== SET EXERCISE ==
Starting at the line that contains "[point] wooden floor", retype each line to the end of the listing below. Include both ends, but not the pictures.

## start SOURCE RECORDS

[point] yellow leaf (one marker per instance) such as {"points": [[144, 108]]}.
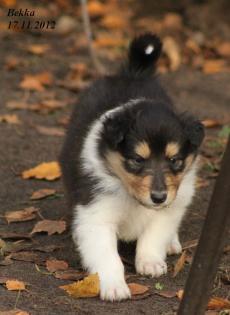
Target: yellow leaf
{"points": [[88, 287], [10, 119], [15, 285], [21, 215], [50, 226], [37, 49], [48, 171], [114, 21]]}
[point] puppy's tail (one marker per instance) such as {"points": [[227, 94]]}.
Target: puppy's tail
{"points": [[144, 51]]}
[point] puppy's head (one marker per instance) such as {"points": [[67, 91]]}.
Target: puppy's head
{"points": [[150, 149]]}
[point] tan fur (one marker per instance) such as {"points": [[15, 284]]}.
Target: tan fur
{"points": [[143, 149], [171, 149], [137, 186]]}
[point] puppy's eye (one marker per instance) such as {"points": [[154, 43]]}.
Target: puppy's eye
{"points": [[176, 163], [136, 162]]}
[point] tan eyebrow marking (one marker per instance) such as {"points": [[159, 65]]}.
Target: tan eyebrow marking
{"points": [[143, 149], [171, 149]]}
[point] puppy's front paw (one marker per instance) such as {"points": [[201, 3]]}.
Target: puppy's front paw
{"points": [[154, 266], [174, 247], [112, 289]]}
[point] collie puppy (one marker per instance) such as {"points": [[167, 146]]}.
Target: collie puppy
{"points": [[129, 165]]}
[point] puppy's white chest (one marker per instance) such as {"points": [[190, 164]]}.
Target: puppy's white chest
{"points": [[134, 221]]}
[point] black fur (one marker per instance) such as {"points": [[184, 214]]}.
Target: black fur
{"points": [[153, 119]]}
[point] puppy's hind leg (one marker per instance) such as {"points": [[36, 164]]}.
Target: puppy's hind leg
{"points": [[94, 233]]}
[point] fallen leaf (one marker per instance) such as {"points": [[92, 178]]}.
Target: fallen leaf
{"points": [[10, 119], [49, 226], [26, 214], [15, 285], [166, 294], [70, 275], [12, 62], [211, 66], [190, 244], [65, 25], [172, 50], [49, 171], [36, 82], [28, 257], [211, 123], [17, 105], [215, 303], [42, 193], [224, 49], [38, 49], [172, 21], [114, 21], [14, 312], [179, 264], [137, 289], [50, 131], [107, 41], [55, 265], [96, 8], [88, 287]]}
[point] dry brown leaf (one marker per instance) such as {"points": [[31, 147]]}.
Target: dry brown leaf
{"points": [[55, 265], [88, 287], [107, 41], [28, 257], [172, 50], [36, 82], [50, 131], [38, 49], [14, 312], [166, 294], [215, 303], [224, 49], [10, 119], [172, 21], [42, 193], [15, 285], [214, 66], [114, 21], [49, 226], [26, 214], [137, 289], [211, 123], [12, 62], [96, 8], [17, 105], [48, 171], [179, 264]]}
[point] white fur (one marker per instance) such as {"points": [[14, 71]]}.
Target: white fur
{"points": [[114, 214]]}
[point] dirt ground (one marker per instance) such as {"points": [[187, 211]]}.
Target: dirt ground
{"points": [[23, 147]]}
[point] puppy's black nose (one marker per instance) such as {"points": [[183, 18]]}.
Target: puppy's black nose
{"points": [[158, 196]]}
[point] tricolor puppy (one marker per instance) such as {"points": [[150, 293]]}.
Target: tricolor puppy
{"points": [[129, 165]]}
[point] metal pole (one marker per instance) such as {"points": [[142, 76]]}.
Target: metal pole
{"points": [[214, 232]]}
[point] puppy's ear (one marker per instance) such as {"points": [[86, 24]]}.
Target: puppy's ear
{"points": [[193, 130], [115, 129]]}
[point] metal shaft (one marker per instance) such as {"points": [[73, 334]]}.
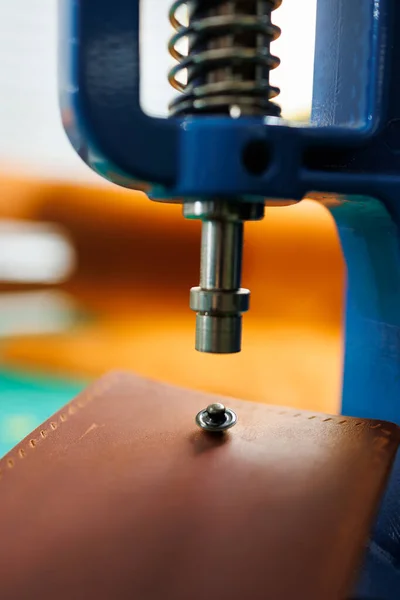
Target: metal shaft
{"points": [[220, 271], [221, 255], [219, 301]]}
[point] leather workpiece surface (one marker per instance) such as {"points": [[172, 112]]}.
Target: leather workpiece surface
{"points": [[119, 495]]}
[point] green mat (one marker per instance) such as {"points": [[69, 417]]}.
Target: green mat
{"points": [[28, 400]]}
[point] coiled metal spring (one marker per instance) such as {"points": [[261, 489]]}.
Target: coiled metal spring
{"points": [[229, 60]]}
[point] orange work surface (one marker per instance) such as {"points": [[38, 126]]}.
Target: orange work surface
{"points": [[136, 262]]}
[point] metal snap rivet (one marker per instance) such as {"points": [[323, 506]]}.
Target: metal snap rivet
{"points": [[216, 417]]}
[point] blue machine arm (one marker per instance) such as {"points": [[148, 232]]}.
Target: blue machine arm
{"points": [[349, 158]]}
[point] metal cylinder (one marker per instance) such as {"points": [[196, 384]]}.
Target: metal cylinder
{"points": [[221, 255], [218, 334], [219, 301]]}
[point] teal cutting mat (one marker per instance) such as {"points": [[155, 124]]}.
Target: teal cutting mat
{"points": [[28, 400]]}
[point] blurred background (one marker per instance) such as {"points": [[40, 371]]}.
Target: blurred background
{"points": [[84, 265]]}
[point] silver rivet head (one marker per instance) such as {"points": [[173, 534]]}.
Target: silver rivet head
{"points": [[216, 417]]}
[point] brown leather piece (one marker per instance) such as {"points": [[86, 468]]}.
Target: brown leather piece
{"points": [[120, 496]]}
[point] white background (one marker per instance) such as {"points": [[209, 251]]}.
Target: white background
{"points": [[31, 135]]}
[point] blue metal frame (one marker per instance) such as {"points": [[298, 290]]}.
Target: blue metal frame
{"points": [[350, 155]]}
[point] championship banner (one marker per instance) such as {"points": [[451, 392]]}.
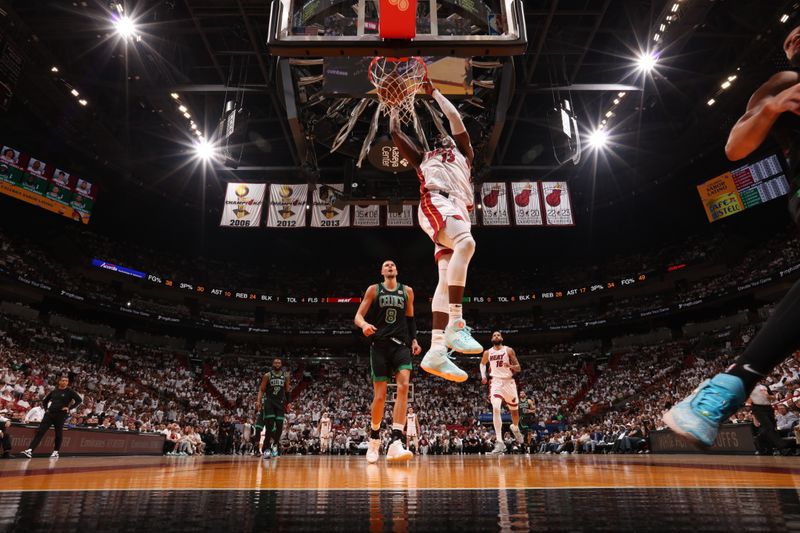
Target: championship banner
{"points": [[495, 204], [287, 206], [12, 157], [557, 204], [527, 204], [366, 216], [720, 197], [404, 219], [323, 213], [243, 205]]}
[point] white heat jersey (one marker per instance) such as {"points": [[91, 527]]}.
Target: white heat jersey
{"points": [[447, 170], [411, 428], [500, 363], [325, 428]]}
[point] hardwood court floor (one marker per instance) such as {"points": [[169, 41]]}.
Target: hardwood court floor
{"points": [[467, 493]]}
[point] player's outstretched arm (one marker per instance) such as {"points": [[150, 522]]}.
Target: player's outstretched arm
{"points": [[360, 321], [411, 322], [780, 94], [484, 361], [408, 148], [457, 128], [512, 357]]}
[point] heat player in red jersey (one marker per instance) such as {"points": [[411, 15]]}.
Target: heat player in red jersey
{"points": [[446, 198], [503, 364]]}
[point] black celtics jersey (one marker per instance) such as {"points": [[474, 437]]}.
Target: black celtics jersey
{"points": [[276, 388], [388, 313]]}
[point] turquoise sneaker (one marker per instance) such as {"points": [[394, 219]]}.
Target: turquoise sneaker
{"points": [[439, 363], [697, 418], [458, 337]]}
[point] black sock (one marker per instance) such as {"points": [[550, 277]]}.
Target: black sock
{"points": [[776, 341]]}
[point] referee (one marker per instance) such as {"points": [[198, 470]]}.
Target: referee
{"points": [[57, 405]]}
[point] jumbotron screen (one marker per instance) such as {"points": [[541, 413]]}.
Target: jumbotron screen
{"points": [[33, 181], [743, 188]]}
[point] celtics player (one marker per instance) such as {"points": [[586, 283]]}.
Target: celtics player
{"points": [[272, 395], [386, 316]]}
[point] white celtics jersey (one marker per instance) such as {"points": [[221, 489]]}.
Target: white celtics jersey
{"points": [[499, 363], [447, 170], [411, 421]]}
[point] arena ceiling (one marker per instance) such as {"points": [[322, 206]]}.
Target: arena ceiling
{"points": [[133, 135]]}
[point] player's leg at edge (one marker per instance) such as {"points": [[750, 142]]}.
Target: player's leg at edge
{"points": [[497, 421]]}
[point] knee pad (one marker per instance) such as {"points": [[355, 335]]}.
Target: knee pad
{"points": [[465, 244]]}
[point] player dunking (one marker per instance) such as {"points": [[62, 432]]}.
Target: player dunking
{"points": [[386, 316], [272, 396], [503, 364], [412, 429], [773, 109], [325, 434], [446, 197]]}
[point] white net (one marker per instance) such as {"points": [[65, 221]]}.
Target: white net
{"points": [[397, 80]]}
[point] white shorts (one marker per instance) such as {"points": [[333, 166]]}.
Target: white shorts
{"points": [[432, 214], [506, 390]]}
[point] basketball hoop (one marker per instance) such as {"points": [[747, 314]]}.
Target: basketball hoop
{"points": [[397, 80]]}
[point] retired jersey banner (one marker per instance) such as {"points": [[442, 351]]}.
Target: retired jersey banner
{"points": [[557, 204], [527, 207], [323, 213], [495, 204], [404, 219], [366, 216], [287, 206], [243, 205]]}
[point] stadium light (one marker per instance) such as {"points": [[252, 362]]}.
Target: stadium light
{"points": [[125, 27], [204, 150], [598, 139], [646, 61]]}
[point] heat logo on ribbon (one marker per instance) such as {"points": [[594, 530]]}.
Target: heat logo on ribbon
{"points": [[402, 5]]}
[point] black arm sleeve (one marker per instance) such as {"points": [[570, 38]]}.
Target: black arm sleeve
{"points": [[46, 400], [412, 327], [77, 398]]}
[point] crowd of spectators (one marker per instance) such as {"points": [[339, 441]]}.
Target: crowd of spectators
{"points": [[596, 401], [23, 256]]}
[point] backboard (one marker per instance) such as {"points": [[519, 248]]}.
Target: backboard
{"points": [[460, 28]]}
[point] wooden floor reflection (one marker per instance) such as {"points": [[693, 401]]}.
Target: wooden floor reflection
{"points": [[423, 473]]}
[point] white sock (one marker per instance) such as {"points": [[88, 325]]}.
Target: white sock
{"points": [[455, 313], [498, 426]]}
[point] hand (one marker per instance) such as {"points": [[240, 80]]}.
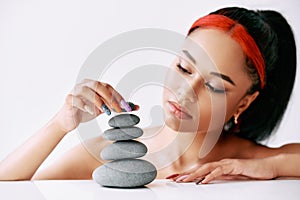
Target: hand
{"points": [[228, 169], [85, 102]]}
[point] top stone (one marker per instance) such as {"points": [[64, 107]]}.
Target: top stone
{"points": [[123, 120]]}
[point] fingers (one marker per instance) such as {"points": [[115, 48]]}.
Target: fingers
{"points": [[103, 96], [224, 169]]}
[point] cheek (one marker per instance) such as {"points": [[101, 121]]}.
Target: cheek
{"points": [[213, 111]]}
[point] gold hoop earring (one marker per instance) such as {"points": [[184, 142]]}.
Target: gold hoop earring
{"points": [[236, 119]]}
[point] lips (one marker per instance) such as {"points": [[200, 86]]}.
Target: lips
{"points": [[178, 110]]}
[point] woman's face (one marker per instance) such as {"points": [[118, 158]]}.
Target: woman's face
{"points": [[207, 83]]}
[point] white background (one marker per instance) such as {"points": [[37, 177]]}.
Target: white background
{"points": [[43, 45]]}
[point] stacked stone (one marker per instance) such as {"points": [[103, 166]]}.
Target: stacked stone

## end SOURCE RECORDS

== TASK SOLUTION ==
[point] wooden floor reflection (one marker per instance) such as {"points": [[693, 401]]}.
Target: wooden floor reflection
{"points": [[423, 473]]}
[point] white sock (one marker per instance) such as {"points": [[88, 325]]}.
Target: white sock
{"points": [[455, 313], [498, 426]]}
[point] hand (one marker per instance) such as {"points": [[240, 80]]}.
Target: hand
{"points": [[228, 169], [85, 102]]}
[point] top stone (one marker per instance) such as {"points": [[64, 107]]}.
Target: top stone
{"points": [[123, 120]]}
[point] fingers (one marker per instance) such as {"points": [[115, 48]]}.
Target: fingers
{"points": [[103, 96], [224, 169]]}
[point] cheek (one marker per instance) such as {"points": [[101, 121]]}.
Target: cheek
{"points": [[213, 111]]}
[point] gold hoop earring (one marker per instance) such as {"points": [[184, 142]]}.
Target: gold hoop earring
{"points": [[236, 119]]}
[point] lips (one marker per instance) such as {"points": [[200, 86]]}.
Target: lips
{"points": [[178, 110]]}
[point] woman's face (one marker per instance) such as {"points": [[118, 158]]}.
Target: woman's face
{"points": [[207, 83]]}
[point] white background (one marker per instance) such as {"points": [[37, 177]]}.
Target: white background
{"points": [[43, 45]]}
[point] stacked stone (one marker per instance) such as {"points": [[103, 166]]}.
Target: stacked stone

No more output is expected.